- Kaynak alıntısı -
━━━━━━━━━━━━━━━━━━━━━━━━━━━━━━

Emsal Mahkeme Kararı İzmir 7. Asliye Ticaret Mahkemesi 2019/335 E. 2021/221 K. 02.03.2021 T.

Görüntülediğiniz mahkeme kararı henüz kesinleşmemiştir. Yararlı olması amacıyla eklenmiştir.

T.C.
İZMİR
7. ASLİYE TİCARET MAHKEMESİ

ESAS NO : 2019/335 Esas
KARAR NO : 2021/221

DAVA : İtirazın İptali (Ticari Satımdan Kaynaklanan)
DAVA TARİHİ : 19/09/2019
KARAR TARİHİ : 02/03/2021

Mahkememizde görülmekte olan İtirazın İptali (Ticari Satımdan Kaynaklanan) davasının yapılan açık yargılaması sonunda,
DAVA:
Davacı vekili dava dilekçesinde özetle; davalının, ana sözleşme hükümlerini, bütün hak ve ödevleri de kabul ederek kooperatife ortak olabilmek için başvuruda bulunduğu, kooperatif tarafından ortaklığa kabulü gerçekleştirildiği, böylece ana sözleşme gereği bahçesinden toplanacak mandalina ürünlerini kooperatife teslim etmeyi ve kooperatif borçlarından payına düşen miktarı ödemeyi üstlendiği, davalının, kredi borcuna ve ortakların ÇKS kayıtlan ölçü alınmak suretiyle payına düşen oranda sorumlu oldukları genel giderlere(EK6) katılım borcunu ödemediği gibi, ana sözleşme ile teslimle yükümlü olduğu ve kooperatif harcamaları ile yetiştirilen 2017 yılı mandalina ürününü de kooperatife teslim etmeyerek ana sözleşmeden kaynaklanan yükümlülüklerini yerine getirmediği, kooperatife olan tüm borçlarının ödenmesi gerektiği ihtar olunduğu, davalının 09.02.2018 Tarihli genel kurul toplantısında kooperatif ortaklığından kaynaklanan yükümlülüklerini yerine getirmemesi nedeniyle oybirliği ile ortaklıktan çıkartıldığı, bugüne kadar da çekilen ihtara rağmen alacağın Kooperatif tarafından hiçbir kısmı tahsil edilmediğinden, Seferihisar İcra Dairesinin … sayılı dosyası ile icra takibi başlatıldığı, davalının 19.09.2018 tarihli itirazı doğrultusunda takibin durdurulmasına karar verildiği, borçlunun haksız ve dayanaksız itirazının iptali ile takibin asıl alacak ve ferileri yönünden devamına, alacağın %20’sinden aşağı olmamak üzere icra ve inkar tazminatına hükmedilmesine karar verilmesini talep etmiştir.

━━━━━━━━━━━━━━━━━━━━━━━━━━━━━━

(İşaretleme veri kümesi alıntıları)
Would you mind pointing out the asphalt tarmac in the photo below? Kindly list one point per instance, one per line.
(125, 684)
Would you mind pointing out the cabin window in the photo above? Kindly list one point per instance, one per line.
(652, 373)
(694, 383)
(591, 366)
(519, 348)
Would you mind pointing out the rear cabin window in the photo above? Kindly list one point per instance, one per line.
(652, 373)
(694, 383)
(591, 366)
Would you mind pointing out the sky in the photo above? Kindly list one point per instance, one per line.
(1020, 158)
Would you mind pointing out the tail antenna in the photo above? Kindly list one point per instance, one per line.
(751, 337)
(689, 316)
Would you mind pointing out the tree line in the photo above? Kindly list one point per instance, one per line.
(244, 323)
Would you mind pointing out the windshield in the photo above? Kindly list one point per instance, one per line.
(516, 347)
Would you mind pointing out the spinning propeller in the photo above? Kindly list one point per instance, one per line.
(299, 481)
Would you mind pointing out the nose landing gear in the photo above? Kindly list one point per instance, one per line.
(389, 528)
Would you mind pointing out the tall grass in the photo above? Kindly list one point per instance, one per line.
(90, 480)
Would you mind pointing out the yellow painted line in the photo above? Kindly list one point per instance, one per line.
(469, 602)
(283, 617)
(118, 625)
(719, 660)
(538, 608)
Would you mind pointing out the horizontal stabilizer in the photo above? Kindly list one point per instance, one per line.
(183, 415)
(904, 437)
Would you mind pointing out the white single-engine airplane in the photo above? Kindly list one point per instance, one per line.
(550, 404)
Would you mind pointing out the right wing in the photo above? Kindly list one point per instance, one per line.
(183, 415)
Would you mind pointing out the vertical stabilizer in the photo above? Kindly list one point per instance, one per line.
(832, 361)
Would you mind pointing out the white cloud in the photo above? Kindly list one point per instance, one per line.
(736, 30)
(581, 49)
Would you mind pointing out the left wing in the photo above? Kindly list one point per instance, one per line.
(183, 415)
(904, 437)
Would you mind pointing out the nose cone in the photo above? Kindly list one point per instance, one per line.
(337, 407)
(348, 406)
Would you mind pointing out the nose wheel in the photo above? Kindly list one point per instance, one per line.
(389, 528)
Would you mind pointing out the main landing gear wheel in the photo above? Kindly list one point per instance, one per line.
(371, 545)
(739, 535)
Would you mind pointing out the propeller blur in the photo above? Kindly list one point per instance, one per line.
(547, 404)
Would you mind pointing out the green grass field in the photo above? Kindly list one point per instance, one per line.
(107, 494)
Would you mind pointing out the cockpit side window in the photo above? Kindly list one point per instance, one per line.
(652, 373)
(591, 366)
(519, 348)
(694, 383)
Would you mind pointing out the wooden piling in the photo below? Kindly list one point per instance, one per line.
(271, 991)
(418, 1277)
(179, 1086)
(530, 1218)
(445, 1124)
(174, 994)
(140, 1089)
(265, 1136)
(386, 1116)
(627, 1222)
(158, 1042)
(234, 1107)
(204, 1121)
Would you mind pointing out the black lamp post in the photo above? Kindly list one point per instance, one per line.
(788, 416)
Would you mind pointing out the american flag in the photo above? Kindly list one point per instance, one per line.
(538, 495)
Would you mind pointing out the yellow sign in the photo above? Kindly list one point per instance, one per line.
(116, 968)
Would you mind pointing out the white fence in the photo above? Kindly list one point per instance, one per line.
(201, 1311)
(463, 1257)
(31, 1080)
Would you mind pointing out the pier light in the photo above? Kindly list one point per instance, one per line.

━━━━━━━━━━━━━━━━━━━━━━━━━━━━━━

- Görevin amacı -
Mahkeme kararına göre davalı, hangi tarihli genel kurul toplantısında ortaklıktan çıkarılmıştır? Yalnızca mahkeme kararını esas alın.

- Görev çıktısı -
Davalı, 09.02.2018 tarihli genel kurul toplantısında oybirliği ile ortaklıktan çıkarılmıştır.